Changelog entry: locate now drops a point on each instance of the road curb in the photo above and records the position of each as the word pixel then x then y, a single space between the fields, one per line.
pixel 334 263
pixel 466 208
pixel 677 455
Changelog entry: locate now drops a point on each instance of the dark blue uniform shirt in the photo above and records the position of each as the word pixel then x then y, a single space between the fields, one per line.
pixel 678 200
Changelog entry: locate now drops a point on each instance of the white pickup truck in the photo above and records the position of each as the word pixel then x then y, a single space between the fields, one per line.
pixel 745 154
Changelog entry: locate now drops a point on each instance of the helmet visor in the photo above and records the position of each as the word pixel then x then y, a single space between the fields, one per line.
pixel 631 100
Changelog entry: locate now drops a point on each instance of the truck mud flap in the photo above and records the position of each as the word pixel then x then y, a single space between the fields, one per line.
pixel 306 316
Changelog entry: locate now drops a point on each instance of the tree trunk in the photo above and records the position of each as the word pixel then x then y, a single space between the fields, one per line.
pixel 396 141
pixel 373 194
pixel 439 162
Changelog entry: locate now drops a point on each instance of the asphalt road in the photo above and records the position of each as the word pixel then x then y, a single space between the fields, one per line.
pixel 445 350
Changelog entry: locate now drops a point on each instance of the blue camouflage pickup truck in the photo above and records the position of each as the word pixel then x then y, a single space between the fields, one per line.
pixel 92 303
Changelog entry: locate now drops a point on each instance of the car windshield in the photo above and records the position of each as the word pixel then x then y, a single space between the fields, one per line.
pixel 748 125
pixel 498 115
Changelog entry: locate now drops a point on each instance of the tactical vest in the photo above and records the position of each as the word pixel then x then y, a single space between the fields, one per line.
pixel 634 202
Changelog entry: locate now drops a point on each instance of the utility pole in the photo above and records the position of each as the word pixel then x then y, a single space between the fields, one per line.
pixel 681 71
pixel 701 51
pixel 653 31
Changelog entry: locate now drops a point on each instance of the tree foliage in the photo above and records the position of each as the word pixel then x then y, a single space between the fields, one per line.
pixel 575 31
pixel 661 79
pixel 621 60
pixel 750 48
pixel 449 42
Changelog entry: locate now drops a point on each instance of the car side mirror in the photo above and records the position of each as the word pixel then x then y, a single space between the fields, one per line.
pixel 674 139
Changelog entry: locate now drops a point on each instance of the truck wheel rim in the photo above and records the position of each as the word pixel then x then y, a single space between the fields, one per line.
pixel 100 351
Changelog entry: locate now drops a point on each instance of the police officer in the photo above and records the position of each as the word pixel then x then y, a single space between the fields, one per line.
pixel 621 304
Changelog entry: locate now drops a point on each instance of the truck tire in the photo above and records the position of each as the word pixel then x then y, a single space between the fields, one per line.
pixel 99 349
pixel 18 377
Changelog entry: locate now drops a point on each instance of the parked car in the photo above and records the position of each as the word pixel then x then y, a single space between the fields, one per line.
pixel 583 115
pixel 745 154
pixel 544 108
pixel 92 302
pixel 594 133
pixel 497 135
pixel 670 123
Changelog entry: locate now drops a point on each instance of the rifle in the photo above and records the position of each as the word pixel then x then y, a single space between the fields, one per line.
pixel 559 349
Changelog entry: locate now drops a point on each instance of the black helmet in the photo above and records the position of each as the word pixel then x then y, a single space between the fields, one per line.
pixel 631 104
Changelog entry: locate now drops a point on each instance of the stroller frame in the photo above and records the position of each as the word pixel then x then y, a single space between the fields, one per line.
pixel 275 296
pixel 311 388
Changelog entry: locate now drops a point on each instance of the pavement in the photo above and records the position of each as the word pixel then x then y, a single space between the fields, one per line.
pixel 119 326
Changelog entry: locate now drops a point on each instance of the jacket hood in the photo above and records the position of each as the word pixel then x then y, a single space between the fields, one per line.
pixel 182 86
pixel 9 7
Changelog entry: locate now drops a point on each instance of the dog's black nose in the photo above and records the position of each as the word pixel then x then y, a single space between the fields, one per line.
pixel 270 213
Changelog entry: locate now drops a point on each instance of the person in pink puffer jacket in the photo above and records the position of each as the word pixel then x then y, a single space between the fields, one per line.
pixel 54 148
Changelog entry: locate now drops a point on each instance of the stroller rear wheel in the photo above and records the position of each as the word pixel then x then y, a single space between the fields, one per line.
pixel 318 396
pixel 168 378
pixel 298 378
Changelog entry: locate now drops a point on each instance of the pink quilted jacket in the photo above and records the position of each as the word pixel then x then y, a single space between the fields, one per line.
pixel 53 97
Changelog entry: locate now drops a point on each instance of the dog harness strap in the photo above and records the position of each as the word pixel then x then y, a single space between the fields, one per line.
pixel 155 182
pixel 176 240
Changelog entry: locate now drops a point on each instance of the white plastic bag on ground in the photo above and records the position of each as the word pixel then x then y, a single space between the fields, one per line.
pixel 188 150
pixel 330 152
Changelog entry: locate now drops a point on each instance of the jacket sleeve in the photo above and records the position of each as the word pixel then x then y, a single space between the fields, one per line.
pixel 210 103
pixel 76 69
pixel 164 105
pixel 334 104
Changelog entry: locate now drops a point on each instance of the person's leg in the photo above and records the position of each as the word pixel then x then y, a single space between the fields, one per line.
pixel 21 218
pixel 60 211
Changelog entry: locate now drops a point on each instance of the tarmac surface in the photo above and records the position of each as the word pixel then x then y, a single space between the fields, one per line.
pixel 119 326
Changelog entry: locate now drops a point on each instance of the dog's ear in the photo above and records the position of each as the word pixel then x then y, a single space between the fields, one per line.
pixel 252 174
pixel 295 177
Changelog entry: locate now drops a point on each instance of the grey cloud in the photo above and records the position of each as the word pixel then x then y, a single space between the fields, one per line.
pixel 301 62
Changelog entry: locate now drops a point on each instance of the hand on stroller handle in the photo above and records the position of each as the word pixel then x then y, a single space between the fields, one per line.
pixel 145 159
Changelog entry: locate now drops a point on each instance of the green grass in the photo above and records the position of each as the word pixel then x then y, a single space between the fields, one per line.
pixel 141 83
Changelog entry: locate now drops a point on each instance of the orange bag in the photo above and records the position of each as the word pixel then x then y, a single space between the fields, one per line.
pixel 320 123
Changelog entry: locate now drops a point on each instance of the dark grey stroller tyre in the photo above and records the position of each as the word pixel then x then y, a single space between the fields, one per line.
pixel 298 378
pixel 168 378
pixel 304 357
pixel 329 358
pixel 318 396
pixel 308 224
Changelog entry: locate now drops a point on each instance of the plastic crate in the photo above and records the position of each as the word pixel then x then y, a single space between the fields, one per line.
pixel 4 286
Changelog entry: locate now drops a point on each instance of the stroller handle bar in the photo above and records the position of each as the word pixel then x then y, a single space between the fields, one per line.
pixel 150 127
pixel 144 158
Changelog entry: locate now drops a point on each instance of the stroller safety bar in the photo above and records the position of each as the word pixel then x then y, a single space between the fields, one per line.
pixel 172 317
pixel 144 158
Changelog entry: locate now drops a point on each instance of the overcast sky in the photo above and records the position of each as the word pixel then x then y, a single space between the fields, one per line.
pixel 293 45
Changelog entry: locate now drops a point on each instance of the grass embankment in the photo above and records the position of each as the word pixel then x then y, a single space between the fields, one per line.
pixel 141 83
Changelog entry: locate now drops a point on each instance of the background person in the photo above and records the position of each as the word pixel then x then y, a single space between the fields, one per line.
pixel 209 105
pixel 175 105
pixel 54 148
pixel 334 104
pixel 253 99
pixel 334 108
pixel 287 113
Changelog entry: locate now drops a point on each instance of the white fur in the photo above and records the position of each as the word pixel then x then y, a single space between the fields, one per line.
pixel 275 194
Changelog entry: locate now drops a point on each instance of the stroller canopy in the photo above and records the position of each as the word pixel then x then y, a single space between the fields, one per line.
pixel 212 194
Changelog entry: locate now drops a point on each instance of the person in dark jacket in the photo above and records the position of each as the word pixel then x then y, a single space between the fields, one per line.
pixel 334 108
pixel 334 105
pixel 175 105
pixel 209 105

=-=-=-=-=

#### [Directions for this task]
Nothing from before the line containing "of the grass" should appear; copy that line and each one after it through the last line of the entries, exactly.

#### [Task output]
Changelog entry: locate now drops a point on each instance of the grass embankment in the photo above and records the position of each as the word pixel then x then y, a single space between the fields, one per line.
pixel 141 83
Changelog entry: locate now drops a point on each instance of the background person in the photo above and records the position of each as the word pixel then x then y, a single space between the fields, one per line.
pixel 209 105
pixel 175 105
pixel 54 148
pixel 334 104
pixel 253 99
pixel 334 108
pixel 287 113
Changelog entry: locate now drops a point on each instance of the white fur in the photo above and records the position of each as the word pixel then x then y, a single space between the fields, one per line.
pixel 275 194
Changelog entry: locate now drops a point on each instance of the stroller canopy in the photo above and records the position of each as the word pixel then x then y, a single space between the fields, one per line.
pixel 212 194
Changelog entry: locate now drops a point on each instance of the person in dark jacket in the photo above and records the position of each as the word pixel then x then y, a single space between the fields, one per line.
pixel 334 108
pixel 334 105
pixel 175 105
pixel 209 105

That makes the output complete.